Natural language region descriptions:

- Opening Delimiter -

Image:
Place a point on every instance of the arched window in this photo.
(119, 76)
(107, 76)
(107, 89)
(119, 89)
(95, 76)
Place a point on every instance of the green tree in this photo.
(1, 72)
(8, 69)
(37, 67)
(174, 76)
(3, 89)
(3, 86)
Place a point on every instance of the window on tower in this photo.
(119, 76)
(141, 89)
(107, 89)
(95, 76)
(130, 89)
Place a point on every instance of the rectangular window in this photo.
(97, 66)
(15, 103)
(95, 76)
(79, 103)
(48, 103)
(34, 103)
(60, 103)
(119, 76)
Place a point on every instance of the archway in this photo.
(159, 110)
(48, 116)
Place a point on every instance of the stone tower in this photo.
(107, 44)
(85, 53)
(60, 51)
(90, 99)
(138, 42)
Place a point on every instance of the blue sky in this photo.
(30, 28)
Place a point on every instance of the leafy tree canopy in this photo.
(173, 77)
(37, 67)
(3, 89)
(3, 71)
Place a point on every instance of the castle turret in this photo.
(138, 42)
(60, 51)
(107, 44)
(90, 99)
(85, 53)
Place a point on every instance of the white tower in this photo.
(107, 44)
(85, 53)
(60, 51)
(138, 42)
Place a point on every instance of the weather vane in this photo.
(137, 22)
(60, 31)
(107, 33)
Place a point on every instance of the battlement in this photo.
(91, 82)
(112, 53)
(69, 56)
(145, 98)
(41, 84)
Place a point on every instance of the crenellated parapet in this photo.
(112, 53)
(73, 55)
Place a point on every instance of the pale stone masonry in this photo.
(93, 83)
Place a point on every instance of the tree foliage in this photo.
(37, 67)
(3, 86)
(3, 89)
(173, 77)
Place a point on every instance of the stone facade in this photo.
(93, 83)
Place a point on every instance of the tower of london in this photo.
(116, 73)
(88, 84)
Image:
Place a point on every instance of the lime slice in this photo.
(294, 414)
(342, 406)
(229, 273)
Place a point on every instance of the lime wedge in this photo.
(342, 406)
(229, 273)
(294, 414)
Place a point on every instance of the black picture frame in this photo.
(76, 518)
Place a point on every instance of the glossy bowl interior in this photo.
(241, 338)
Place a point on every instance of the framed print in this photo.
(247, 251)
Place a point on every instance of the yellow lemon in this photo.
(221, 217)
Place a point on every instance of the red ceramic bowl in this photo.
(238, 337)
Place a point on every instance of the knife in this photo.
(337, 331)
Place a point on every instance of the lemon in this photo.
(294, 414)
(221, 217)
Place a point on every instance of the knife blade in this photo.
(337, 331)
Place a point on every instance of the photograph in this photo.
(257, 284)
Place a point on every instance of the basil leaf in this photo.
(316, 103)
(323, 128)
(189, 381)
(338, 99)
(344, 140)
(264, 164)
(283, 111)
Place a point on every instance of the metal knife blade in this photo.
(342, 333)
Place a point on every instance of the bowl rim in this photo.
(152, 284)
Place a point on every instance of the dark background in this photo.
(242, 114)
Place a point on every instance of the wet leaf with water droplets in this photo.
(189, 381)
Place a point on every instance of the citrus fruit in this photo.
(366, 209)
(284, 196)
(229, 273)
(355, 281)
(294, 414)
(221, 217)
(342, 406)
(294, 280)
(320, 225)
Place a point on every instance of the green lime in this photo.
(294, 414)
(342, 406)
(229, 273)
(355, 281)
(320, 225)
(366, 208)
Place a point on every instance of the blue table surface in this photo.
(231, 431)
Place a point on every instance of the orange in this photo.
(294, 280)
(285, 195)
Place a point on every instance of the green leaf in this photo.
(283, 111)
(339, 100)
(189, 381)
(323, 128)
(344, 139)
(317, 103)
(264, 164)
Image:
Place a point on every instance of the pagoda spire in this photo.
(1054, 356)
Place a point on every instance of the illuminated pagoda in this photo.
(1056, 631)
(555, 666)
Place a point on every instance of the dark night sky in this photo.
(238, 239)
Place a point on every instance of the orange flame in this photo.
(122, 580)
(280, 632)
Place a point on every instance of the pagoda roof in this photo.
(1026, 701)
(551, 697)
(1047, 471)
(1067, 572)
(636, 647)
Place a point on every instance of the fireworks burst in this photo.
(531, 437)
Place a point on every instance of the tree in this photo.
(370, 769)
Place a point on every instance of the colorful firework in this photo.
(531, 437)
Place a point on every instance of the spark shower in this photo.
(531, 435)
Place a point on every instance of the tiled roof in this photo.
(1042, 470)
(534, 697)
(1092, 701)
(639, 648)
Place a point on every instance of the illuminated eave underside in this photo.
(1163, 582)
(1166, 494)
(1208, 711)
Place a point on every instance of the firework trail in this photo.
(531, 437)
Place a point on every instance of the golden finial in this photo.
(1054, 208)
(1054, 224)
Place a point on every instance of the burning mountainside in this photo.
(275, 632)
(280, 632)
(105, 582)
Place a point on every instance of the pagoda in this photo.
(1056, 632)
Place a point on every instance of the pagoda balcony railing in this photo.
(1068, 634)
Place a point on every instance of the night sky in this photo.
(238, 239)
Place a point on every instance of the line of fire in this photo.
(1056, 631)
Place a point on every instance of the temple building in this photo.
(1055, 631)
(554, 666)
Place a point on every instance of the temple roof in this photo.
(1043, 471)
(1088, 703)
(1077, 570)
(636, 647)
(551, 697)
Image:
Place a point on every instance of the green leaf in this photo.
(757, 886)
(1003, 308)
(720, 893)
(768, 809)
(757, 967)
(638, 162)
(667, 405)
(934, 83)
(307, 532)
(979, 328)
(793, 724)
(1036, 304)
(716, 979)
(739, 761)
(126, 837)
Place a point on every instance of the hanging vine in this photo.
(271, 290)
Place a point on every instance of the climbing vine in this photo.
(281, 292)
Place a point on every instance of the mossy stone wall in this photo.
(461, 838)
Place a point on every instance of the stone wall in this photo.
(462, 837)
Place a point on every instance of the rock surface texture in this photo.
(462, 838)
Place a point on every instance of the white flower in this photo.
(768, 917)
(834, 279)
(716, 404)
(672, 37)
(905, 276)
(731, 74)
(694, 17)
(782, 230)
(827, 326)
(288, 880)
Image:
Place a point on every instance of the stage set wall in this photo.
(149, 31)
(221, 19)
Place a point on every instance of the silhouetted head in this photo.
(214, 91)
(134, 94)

- Closing Delimiter -

The data are to be transcribed in full, exactly as given.

Solution to this task:
Image:
Place a point on every instance of the arched window in this photo.
(119, 76)
(107, 76)
(107, 89)
(119, 89)
(95, 76)
Place a point on every instance of the green tree in this photo.
(1, 72)
(8, 69)
(37, 67)
(174, 76)
(3, 89)
(3, 86)
Place a point on every instance of the window on tower in this photo.
(119, 76)
(141, 89)
(107, 89)
(95, 76)
(130, 89)
Place a point on every instance of the rectangular window in this photo.
(97, 66)
(15, 103)
(95, 76)
(79, 103)
(48, 103)
(34, 103)
(60, 103)
(119, 76)
Place a point on every instance of the archway in this photo.
(159, 110)
(48, 116)
Place a point on every instance of the stone tower in this photo.
(107, 44)
(85, 53)
(60, 51)
(90, 99)
(138, 42)
Place a point on every instance of the blue sky in this photo.
(30, 28)
Place a point on every instance of the leafy tree canopy in this photo.
(173, 77)
(37, 67)
(3, 89)
(3, 71)
Place a point on every instance of the castle turret in this photo.
(138, 42)
(60, 51)
(107, 44)
(90, 99)
(85, 53)
Place a point on every instance of the white tower in this photo.
(107, 44)
(85, 53)
(60, 51)
(138, 42)
Place a point on every instance of the weather vane in this photo.
(137, 22)
(60, 31)
(107, 33)
Place a point on every instance of the battlement in this photo.
(91, 82)
(112, 53)
(69, 56)
(145, 98)
(41, 84)
Place a point on every instance of the crenellated parapet in this photo.
(112, 53)
(73, 55)
Place a point on every instance of the pale stone masonry in this photo.
(93, 83)
Place a point on every instance of the tree foliage in this photo.
(37, 67)
(3, 86)
(3, 89)
(173, 77)
Place a point on every instance of the stone facade in this photo.
(93, 83)
Place a point on every instance of the tower of london in this photo.
(116, 73)
(88, 84)
Image:
Place a point on every instance of the lime slice in this photo.
(294, 414)
(342, 406)
(229, 273)
Place a point on every instance of the lime wedge in this photo.
(342, 406)
(229, 273)
(294, 414)
Place a point on every instance of the black picture frame in this photo.
(76, 518)
Place a point on every instance of the glossy bowl interior in this photo.
(241, 338)
Place a point on every instance of the framed print in this photo.
(247, 251)
Place a point on every instance of the yellow lemon in this photo.
(221, 217)
Place a point on every instance of the red ceramic bowl in this photo.
(238, 337)
Place a point on every instance of the knife in this photo.
(337, 331)
Place a point on every instance of the lemon in this photo.
(294, 414)
(221, 217)
Place a point on every instance of the knife blade in this photo.
(337, 331)
Place a point on every instance of the photograph in this photo.
(257, 284)
Place a point on every instance of the basil leaf in this photo.
(316, 103)
(323, 128)
(189, 381)
(338, 99)
(344, 140)
(264, 164)
(283, 111)
Place a point on every instance of the metal knife blade in this photo.
(342, 333)
Place a point on every instance of the bowl rim in this photo.
(152, 284)
Place a point on every instance of the dark background in this photo.
(242, 114)
Place a point on every instance of the wet leaf with water droplets in this photo.
(189, 381)
Place a point on every instance of the citrus fruit in this photo.
(366, 209)
(284, 196)
(229, 273)
(355, 281)
(294, 414)
(221, 217)
(342, 406)
(294, 280)
(320, 225)
Place a point on every instance of the green lime in this photo.
(294, 414)
(342, 406)
(229, 273)
(355, 281)
(320, 225)
(366, 208)
Place a point on every instance of the blue table surface in this photo.
(231, 431)
Place a point on every instance of the orange in this photo.
(294, 280)
(285, 195)
Place a point on every instance of the green leaf in this photo.
(283, 111)
(339, 100)
(189, 381)
(323, 128)
(344, 139)
(317, 103)
(264, 164)
Image:
Place a point on every instance of the pagoda spire in this photo.
(1054, 356)
Place a point on every instance of the illuminated pagoda in this photo.
(1056, 631)
(555, 666)
Place a point on every instance of the dark night sky in this photo.
(238, 239)
Place a point on every instance of the orange flame in this photo.
(122, 580)
(280, 632)
Place a point on every instance of the pagoda roof in this photo.
(1026, 701)
(551, 697)
(1047, 471)
(1067, 572)
(636, 647)
Place a point on every instance of the fireworks burst in this photo.
(531, 437)
Place a point on every instance of the tree in this photo.
(370, 769)
Place a point on every instance of the colorful firework in this photo.
(531, 437)
Place a point on every instance of the spark shower in this photo.
(531, 435)
Place a point on every instance of the tiled roof in this photo.
(1042, 470)
(534, 697)
(1092, 701)
(639, 648)
Place a point on every instance of the illuminated eave underside in this photo.
(1163, 582)
(1166, 494)
(1208, 711)
Place a point on every instance of the firework trail in this photo.
(531, 437)
Place a point on every instance of the golden finial in this photo.
(1054, 208)
(1054, 224)
Place a point on every instance of the burning mountainside in this photo.
(275, 632)
(280, 632)
(105, 582)
Place a point on every instance of the pagoda in this photo.
(1056, 632)
Place a point on every instance of the pagoda balcony railing in this photo.
(1068, 634)
Place a point on every instance of the night sky in this photo.
(238, 239)
Place a point on every instance of the line of fire in this photo.
(1056, 631)
Place a point on every instance of the temple building in this photo.
(1055, 631)
(554, 666)
Place a point on every instance of the temple roof in this photo.
(1043, 471)
(1088, 703)
(1077, 570)
(636, 647)
(551, 697)
Image:
Place a point on every instance of the green leaf in this photo.
(757, 886)
(1003, 308)
(720, 893)
(768, 809)
(757, 967)
(638, 162)
(667, 405)
(934, 83)
(307, 532)
(979, 328)
(793, 724)
(1036, 304)
(716, 979)
(739, 761)
(126, 837)
Place a point on every instance of the hanging vine in this photo.
(271, 290)
Place a point on every instance of the climbing vine in this photo.
(281, 292)
Place a point on every instance of the mossy stone wall in this photo.
(461, 838)
Place a point on every instance of the stone wall in this photo.
(462, 837)
Place a point on every instance of the rock surface texture in this photo.
(462, 838)
Place a point on every instance of the white flower in this photo.
(768, 917)
(834, 279)
(716, 404)
(672, 37)
(905, 276)
(731, 74)
(694, 17)
(782, 230)
(827, 326)
(288, 880)
Image:
Place a point on every instance of the stage set wall in this photo.
(149, 31)
(221, 19)
Place a point on every instance of the silhouetted head in this photo.
(214, 91)
(134, 94)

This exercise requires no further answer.